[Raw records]
Begin

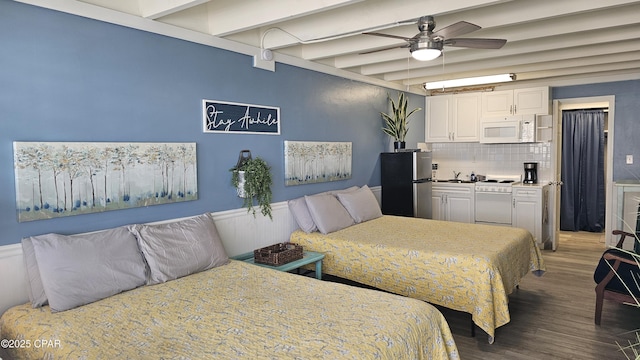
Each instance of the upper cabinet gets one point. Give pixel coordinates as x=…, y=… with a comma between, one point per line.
x=515, y=102
x=453, y=118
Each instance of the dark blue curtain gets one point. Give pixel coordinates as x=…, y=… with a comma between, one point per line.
x=582, y=192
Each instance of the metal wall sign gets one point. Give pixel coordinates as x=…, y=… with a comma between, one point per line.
x=230, y=117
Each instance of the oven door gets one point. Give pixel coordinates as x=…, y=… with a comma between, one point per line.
x=493, y=208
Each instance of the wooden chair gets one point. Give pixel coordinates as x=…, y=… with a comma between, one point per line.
x=609, y=286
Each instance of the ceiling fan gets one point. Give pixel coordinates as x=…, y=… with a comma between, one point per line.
x=427, y=44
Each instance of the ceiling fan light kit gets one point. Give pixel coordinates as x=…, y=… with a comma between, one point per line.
x=426, y=50
x=480, y=80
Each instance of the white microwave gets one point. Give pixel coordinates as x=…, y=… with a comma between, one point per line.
x=506, y=130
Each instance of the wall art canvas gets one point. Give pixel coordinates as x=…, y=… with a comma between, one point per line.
x=307, y=162
x=230, y=117
x=56, y=179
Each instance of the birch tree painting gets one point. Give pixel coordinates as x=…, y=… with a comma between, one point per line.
x=312, y=162
x=55, y=179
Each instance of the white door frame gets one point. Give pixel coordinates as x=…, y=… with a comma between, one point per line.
x=609, y=102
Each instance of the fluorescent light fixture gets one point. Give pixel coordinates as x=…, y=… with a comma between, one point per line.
x=470, y=81
x=425, y=54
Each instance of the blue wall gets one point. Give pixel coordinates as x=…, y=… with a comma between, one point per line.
x=626, y=123
x=68, y=78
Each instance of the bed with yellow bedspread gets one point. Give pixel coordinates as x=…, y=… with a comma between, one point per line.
x=233, y=311
x=466, y=267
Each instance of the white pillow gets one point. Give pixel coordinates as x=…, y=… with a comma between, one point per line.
x=361, y=204
x=180, y=248
x=300, y=211
x=80, y=269
x=327, y=213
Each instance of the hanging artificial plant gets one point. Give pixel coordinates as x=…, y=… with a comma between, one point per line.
x=252, y=178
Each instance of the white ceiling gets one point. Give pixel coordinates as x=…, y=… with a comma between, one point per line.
x=548, y=41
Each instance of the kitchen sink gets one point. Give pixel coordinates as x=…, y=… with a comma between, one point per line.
x=459, y=181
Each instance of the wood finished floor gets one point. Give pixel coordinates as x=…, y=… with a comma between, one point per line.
x=552, y=315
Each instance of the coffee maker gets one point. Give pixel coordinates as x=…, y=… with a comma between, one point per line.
x=530, y=173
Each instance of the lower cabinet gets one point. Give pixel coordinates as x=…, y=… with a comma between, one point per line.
x=530, y=211
x=453, y=203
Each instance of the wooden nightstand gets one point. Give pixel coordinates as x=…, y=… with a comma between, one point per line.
x=308, y=257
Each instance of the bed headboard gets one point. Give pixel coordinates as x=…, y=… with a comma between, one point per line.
x=239, y=230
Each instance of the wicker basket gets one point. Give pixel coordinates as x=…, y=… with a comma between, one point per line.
x=278, y=254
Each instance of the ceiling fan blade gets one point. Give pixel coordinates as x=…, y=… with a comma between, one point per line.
x=384, y=49
x=387, y=35
x=476, y=43
x=457, y=29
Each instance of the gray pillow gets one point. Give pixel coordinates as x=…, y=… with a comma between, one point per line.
x=37, y=296
x=77, y=270
x=180, y=248
x=361, y=204
x=327, y=213
x=300, y=210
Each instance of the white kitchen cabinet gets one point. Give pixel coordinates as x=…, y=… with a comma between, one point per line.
x=515, y=102
x=453, y=118
x=530, y=210
x=453, y=202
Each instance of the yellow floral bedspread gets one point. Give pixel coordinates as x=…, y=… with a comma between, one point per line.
x=235, y=311
x=466, y=267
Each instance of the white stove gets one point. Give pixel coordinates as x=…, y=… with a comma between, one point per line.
x=493, y=199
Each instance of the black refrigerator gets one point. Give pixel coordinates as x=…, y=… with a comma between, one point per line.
x=406, y=183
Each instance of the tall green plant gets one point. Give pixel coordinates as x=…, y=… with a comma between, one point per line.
x=396, y=122
x=257, y=185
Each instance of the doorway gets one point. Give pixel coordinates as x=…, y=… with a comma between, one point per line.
x=582, y=170
x=599, y=102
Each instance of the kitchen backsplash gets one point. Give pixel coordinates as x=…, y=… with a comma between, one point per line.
x=495, y=159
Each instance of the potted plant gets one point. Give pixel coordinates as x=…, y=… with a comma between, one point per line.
x=396, y=123
x=252, y=179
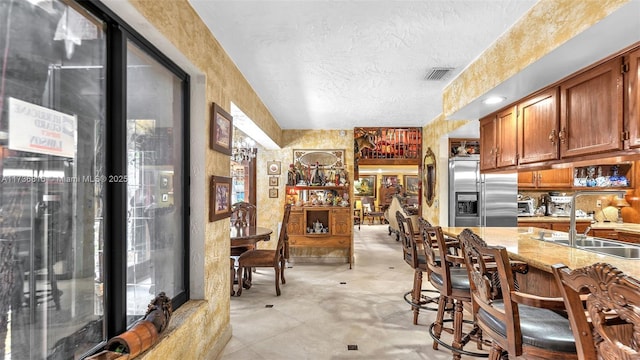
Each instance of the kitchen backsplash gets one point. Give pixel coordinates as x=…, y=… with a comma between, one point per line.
x=586, y=203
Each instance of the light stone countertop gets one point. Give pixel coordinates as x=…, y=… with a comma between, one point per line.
x=521, y=244
x=524, y=219
x=627, y=227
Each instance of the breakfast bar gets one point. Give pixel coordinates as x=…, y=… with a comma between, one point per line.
x=524, y=244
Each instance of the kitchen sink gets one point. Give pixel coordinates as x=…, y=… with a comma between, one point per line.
x=623, y=251
x=598, y=245
x=590, y=242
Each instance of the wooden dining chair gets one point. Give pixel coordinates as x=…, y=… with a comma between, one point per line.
x=604, y=310
x=242, y=214
x=266, y=257
x=415, y=259
x=444, y=263
x=519, y=324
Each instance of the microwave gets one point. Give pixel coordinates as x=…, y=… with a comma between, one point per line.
x=526, y=207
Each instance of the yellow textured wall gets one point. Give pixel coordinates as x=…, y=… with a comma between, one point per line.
x=200, y=329
x=546, y=26
x=432, y=134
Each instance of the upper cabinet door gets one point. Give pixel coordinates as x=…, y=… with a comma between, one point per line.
x=538, y=127
x=591, y=112
x=507, y=143
x=633, y=101
x=488, y=143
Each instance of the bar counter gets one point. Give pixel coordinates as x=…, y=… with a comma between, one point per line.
x=521, y=245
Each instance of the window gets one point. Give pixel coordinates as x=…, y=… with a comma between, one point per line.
x=93, y=195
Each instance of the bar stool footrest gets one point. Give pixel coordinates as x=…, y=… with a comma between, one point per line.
x=424, y=300
x=464, y=335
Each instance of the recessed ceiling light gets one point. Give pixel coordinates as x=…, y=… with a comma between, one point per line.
x=494, y=100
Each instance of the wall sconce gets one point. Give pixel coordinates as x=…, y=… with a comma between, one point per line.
x=620, y=203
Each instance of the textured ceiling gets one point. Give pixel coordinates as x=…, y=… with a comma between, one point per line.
x=343, y=64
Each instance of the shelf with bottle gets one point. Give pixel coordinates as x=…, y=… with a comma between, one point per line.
x=603, y=176
x=318, y=195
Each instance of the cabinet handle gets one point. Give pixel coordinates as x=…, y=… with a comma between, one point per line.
x=552, y=137
x=563, y=135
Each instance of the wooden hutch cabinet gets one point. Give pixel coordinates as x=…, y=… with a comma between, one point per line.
x=316, y=230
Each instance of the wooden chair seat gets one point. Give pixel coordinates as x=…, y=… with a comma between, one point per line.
x=452, y=280
x=604, y=310
x=268, y=258
x=539, y=327
x=519, y=324
x=418, y=262
x=258, y=258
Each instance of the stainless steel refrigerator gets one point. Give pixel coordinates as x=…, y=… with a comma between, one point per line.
x=477, y=199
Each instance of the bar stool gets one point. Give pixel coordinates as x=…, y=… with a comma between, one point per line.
x=601, y=332
x=452, y=280
x=417, y=261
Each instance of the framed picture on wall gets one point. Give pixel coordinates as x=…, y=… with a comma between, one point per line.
x=221, y=130
x=365, y=186
x=411, y=185
x=219, y=198
x=273, y=167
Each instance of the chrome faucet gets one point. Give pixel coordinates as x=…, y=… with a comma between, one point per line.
x=572, y=221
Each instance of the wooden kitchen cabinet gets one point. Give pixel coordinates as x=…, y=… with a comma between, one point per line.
x=538, y=127
x=632, y=77
x=591, y=111
x=629, y=237
x=546, y=179
x=498, y=145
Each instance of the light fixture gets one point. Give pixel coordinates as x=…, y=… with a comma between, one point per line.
x=243, y=150
x=620, y=203
x=494, y=100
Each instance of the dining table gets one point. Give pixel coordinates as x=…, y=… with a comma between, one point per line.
x=245, y=237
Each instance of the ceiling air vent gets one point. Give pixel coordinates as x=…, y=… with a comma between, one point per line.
x=435, y=74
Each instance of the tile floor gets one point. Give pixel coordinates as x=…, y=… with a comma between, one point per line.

End

» Prompt: Copy out the lines of the material from the line with "Each instance of the hanging" to the line with "x=548, y=41", including both of those lines.

» Result of the task:
Each instance of the hanging artificial plant gets one point. Give pixel coordinates as x=…, y=… with a comma between, one point per line.
x=252, y=178
Each instance of the white ceiling gets one point. Give pixel coordinates as x=…, y=… with a comma between, one point per line.
x=548, y=41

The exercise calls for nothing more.